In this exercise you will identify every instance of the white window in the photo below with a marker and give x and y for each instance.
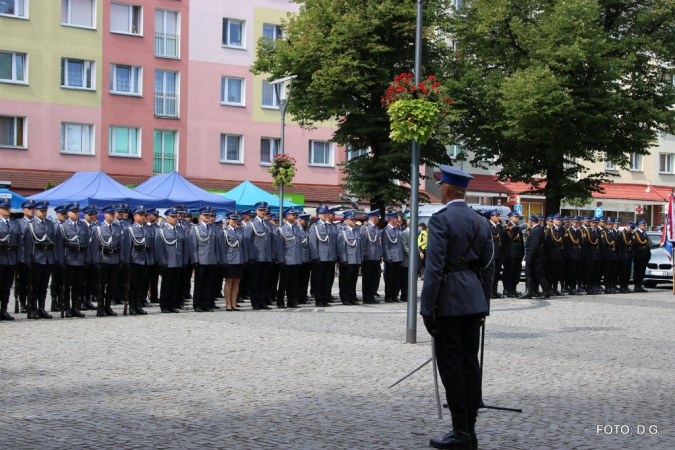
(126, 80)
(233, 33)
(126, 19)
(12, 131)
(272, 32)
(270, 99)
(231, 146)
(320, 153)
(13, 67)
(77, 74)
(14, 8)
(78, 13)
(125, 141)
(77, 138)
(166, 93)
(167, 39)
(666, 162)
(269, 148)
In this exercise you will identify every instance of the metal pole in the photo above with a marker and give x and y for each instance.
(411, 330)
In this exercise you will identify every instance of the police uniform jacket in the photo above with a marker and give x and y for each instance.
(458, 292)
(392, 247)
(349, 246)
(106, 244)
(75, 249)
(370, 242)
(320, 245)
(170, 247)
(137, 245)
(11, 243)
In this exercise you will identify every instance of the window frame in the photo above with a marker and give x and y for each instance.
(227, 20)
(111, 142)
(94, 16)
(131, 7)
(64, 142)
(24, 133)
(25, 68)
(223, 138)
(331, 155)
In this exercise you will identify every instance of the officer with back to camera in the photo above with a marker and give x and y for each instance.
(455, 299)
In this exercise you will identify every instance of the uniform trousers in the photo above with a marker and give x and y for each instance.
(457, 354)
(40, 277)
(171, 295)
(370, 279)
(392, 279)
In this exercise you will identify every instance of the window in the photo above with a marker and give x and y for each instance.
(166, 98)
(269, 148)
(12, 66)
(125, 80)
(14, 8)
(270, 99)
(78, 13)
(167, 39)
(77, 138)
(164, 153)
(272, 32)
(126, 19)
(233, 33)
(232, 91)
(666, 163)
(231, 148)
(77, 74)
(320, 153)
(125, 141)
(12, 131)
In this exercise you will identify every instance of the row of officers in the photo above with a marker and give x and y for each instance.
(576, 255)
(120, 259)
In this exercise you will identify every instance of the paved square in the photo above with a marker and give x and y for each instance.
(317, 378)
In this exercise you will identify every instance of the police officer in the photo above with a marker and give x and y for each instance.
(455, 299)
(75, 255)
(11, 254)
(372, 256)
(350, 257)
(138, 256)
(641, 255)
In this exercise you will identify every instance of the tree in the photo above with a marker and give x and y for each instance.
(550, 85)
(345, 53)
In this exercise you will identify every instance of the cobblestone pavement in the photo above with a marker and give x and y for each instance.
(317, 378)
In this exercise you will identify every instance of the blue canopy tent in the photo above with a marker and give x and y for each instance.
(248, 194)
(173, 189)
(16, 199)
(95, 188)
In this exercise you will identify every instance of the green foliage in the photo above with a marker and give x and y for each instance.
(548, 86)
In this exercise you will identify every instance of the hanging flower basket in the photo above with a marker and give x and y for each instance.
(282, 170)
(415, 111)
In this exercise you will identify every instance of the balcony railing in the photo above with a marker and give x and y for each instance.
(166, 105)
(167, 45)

··········

— Instructions to follow —
Omit the pictures and restate the rest of the records verbatim.

— Solution to this exercise —
In this exercise you will identify every instance of the white window in the photo below with a marker and give x and y for each instance.
(126, 80)
(233, 33)
(126, 19)
(12, 131)
(272, 32)
(270, 99)
(231, 146)
(320, 153)
(13, 67)
(77, 74)
(14, 8)
(78, 13)
(125, 141)
(77, 138)
(166, 93)
(167, 39)
(666, 162)
(269, 148)
In this exercise you will identify every instance of the metal pole in the photo above with a marker and give x and y for each instance.
(411, 330)
In this exercise you will identify every instance of the police uniform jacket in the photo above with a marker and give x and y for each instance.
(458, 292)
(392, 247)
(349, 246)
(106, 244)
(75, 249)
(370, 242)
(320, 245)
(170, 247)
(137, 245)
(11, 243)
In this exercise you will identify every instance of the window frame in the photo above with a marker and give x and y for each instance.
(227, 20)
(111, 142)
(94, 16)
(131, 7)
(64, 142)
(24, 133)
(25, 68)
(223, 138)
(331, 155)
In this exercise you will identify every instance of the officer with back to camera in the photo above with a marker and give x and y for each instance.
(455, 299)
In this exercise you will identify every instance of the uniform trousers in the photo above with a marker and give x and y for each instance.
(457, 354)
(40, 277)
(171, 295)
(370, 279)
(392, 279)
In this exercise you will identify every instance of the window in the photo above with a marker and give x and y for each instance.
(166, 98)
(269, 148)
(12, 66)
(125, 80)
(14, 8)
(270, 99)
(78, 13)
(167, 39)
(77, 138)
(164, 153)
(272, 32)
(126, 19)
(233, 33)
(232, 91)
(666, 163)
(231, 148)
(77, 74)
(320, 153)
(125, 141)
(12, 131)
In this exercise you will identify every instance of the row of officers in the photo above with a marker and give x and y for each instance.
(576, 255)
(120, 259)
In this exercise you will identify every instance of the paved square in the photo above with a marker and give x and y for each instance.
(317, 378)
In this exercise you will identify every instance of the police officer in the photo above with a marker and give x and y for each instance.
(455, 299)
(75, 255)
(11, 254)
(372, 256)
(350, 257)
(138, 256)
(641, 255)
In this exercise you will identify every instance of the tree in the photo above with a marker and give x and y for each instance.
(550, 85)
(345, 53)
In this exercise you will identify every instance of the cobblestone pavement in the photo above with a marker and give x and y for each instance.
(317, 378)
In this exercise you will identify every instance of the blue canopy tent in the photo above with a marker and give x and y for each instance.
(248, 194)
(173, 189)
(16, 199)
(95, 188)
In this exercise you will identify every instance of the green foliage in the photo above with a marker and give x and y for each instance.
(548, 86)
In this exercise you will identify every instance of the hanging flower basket in the photo above with a marker and give x and y for each instance.
(282, 170)
(415, 111)
In this exercise you will identify every instance of the balcony railing in the photo above with a marker and give x and y for each instance.
(166, 105)
(167, 45)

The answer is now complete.